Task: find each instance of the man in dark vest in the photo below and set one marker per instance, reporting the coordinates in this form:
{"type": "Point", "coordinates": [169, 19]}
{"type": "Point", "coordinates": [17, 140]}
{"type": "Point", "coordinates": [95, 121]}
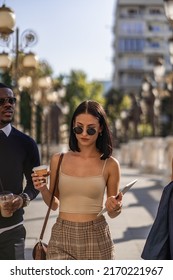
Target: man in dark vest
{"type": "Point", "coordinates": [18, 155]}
★ ★ ★
[Activity]: Copy out all the data above exactly, minus the images.

[Written response]:
Task: find each instance of the man in dark vest in the photo below and set one marker per instance, reporting the coordinates in this form:
{"type": "Point", "coordinates": [169, 19]}
{"type": "Point", "coordinates": [17, 140]}
{"type": "Point", "coordinates": [95, 121]}
Target: man in dark vest
{"type": "Point", "coordinates": [18, 155]}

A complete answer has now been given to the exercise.